TASK OBJECTIVE ▸ Copy out word for word everything in the material below, from the line containing "face in the picture above." down to the line containing "Target: man's face", including both of those lines.
··· PROVIDED DATA ···
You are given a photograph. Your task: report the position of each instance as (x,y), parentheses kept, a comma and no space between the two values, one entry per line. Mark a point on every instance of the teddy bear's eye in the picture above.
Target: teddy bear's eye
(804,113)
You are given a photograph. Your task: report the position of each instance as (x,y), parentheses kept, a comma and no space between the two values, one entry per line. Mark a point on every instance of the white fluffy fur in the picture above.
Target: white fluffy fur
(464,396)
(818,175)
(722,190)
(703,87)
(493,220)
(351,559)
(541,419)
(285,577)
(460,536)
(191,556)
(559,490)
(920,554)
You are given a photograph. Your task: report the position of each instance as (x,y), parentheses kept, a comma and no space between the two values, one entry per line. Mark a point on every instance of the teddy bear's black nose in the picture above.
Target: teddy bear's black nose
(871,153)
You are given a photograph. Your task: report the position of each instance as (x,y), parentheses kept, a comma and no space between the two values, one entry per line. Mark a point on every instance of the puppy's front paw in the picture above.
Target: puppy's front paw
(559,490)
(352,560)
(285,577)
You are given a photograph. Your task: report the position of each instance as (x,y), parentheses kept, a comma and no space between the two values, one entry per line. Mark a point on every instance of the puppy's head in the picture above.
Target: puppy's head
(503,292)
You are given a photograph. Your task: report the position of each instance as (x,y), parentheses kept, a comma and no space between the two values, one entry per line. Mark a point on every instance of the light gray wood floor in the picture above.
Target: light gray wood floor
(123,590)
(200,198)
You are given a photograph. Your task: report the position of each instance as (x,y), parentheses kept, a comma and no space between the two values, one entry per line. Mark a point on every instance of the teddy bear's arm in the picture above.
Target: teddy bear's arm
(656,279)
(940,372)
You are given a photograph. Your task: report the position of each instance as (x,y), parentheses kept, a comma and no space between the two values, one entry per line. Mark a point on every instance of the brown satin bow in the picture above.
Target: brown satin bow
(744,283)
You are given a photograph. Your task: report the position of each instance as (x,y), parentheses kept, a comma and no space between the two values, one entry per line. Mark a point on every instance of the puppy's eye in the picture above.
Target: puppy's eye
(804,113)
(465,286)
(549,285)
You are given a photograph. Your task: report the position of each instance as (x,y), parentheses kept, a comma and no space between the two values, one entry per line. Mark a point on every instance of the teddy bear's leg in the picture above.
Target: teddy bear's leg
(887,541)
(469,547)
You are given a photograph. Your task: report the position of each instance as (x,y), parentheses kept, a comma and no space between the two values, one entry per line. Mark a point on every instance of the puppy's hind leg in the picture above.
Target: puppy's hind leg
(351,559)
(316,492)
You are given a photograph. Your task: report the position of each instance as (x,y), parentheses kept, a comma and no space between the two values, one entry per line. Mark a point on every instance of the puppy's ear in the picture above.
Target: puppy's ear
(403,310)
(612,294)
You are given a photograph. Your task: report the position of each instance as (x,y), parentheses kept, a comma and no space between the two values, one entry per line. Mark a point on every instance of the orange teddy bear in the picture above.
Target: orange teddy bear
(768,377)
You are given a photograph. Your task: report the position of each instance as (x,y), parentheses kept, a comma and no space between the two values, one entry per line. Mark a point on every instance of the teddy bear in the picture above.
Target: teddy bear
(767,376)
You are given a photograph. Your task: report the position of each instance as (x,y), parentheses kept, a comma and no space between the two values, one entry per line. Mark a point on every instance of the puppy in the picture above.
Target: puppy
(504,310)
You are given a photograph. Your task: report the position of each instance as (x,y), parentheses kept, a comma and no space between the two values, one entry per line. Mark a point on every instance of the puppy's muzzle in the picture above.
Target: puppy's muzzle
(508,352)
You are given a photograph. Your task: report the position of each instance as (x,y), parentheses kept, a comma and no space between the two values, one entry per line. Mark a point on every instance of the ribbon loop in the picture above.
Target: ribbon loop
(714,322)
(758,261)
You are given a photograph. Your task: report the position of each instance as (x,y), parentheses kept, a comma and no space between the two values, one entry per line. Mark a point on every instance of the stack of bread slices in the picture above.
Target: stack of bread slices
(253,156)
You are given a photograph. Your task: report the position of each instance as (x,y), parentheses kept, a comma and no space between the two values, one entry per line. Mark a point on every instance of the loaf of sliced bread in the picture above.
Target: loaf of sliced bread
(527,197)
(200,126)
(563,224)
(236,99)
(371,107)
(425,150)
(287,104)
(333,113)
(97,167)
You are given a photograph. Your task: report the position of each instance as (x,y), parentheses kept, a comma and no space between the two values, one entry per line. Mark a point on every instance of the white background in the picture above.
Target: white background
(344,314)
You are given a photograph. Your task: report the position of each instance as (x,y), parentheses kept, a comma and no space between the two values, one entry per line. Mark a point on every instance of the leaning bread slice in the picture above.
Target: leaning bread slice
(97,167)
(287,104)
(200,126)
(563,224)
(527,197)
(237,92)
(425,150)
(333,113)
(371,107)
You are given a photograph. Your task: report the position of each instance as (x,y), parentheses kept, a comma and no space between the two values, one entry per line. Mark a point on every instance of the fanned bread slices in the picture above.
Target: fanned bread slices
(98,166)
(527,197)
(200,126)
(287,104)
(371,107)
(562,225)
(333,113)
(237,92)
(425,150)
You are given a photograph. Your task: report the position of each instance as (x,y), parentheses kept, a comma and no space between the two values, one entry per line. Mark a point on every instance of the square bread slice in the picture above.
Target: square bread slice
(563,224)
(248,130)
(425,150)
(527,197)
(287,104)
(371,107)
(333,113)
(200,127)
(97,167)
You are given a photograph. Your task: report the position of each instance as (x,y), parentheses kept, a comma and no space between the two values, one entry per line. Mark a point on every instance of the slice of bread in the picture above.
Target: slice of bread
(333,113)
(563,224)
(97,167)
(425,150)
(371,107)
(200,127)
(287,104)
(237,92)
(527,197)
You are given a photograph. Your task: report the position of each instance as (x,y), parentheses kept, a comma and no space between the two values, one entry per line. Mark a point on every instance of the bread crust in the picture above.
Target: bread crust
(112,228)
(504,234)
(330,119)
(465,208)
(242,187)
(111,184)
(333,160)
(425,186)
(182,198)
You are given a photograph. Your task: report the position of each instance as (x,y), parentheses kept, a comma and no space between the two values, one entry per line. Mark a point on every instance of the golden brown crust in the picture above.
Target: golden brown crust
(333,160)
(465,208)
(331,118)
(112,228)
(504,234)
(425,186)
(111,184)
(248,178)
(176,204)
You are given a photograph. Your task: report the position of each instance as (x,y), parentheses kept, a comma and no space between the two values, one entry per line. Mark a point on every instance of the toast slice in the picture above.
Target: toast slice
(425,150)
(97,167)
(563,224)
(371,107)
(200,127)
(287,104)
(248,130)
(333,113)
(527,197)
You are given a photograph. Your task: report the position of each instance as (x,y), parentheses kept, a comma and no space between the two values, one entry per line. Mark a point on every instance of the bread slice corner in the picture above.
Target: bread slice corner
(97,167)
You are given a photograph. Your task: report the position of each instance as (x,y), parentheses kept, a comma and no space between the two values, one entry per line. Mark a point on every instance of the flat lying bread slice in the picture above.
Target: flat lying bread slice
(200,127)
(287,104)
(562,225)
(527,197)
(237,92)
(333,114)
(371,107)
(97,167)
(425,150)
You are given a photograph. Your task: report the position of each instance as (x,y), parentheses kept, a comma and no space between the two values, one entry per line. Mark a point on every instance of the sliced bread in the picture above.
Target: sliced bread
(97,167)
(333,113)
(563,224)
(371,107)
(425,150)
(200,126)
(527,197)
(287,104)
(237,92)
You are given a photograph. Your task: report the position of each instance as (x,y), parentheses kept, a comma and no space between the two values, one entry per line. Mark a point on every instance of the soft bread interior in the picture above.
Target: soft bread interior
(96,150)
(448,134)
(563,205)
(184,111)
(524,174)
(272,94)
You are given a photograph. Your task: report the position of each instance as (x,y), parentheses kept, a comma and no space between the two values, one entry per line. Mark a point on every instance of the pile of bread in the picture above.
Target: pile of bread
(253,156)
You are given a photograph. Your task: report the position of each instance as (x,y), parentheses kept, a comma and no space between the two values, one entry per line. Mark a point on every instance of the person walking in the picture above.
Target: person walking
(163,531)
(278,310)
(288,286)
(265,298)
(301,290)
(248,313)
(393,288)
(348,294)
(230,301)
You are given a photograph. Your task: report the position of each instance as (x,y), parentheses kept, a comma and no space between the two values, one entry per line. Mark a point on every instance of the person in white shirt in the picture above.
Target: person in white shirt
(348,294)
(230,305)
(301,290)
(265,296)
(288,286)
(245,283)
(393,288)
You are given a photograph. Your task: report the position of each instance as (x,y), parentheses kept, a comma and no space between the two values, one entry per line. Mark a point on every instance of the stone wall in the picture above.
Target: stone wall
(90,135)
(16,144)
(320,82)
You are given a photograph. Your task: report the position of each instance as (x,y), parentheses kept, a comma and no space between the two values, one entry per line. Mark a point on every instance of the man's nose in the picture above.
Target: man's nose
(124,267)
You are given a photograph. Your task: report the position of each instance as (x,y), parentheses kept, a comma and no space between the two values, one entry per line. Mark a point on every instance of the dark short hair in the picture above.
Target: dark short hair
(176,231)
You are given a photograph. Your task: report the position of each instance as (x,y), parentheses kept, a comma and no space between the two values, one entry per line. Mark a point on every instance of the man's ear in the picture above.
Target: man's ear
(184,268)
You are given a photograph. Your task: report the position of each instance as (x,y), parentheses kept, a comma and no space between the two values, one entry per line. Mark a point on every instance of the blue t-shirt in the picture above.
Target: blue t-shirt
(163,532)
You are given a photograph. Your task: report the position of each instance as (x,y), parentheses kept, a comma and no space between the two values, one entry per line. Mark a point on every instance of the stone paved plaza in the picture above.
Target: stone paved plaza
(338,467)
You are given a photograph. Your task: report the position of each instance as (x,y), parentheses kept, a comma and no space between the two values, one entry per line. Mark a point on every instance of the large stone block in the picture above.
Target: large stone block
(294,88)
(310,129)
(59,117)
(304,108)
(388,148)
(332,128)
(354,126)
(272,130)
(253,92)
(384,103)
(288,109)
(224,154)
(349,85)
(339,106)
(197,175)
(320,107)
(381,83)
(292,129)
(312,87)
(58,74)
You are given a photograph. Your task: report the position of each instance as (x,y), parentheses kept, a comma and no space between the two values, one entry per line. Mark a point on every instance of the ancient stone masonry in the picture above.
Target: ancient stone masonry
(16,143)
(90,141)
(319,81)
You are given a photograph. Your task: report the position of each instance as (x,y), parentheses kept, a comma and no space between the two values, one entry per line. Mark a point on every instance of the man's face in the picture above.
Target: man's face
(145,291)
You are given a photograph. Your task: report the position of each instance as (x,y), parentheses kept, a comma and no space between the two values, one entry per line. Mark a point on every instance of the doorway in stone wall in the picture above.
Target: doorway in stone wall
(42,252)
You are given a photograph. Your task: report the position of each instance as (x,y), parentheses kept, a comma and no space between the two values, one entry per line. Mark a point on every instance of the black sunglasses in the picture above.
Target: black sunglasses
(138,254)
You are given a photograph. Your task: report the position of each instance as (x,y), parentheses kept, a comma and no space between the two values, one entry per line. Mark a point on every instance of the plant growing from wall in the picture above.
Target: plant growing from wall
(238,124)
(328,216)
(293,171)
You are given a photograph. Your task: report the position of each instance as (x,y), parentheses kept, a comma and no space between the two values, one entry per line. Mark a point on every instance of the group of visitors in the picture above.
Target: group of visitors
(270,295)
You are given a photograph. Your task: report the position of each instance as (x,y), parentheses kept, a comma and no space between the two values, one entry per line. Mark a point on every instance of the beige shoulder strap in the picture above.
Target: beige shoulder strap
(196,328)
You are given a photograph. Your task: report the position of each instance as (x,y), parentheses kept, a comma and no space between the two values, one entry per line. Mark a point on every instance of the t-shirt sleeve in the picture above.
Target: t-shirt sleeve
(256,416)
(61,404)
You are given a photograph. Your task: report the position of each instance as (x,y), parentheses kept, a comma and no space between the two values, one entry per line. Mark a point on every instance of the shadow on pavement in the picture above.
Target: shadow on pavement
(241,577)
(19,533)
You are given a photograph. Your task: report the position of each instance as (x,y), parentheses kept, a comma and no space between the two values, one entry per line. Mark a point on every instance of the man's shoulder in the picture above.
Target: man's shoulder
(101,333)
···
TASK OUTPUT ▸
You are given a photograph. Your task: report the position of each instance as (x,y), parentheses kept, a comma and no space between the two values, one entry per line. Mark a point on every instance of the man's face in the picture above.
Target: man's face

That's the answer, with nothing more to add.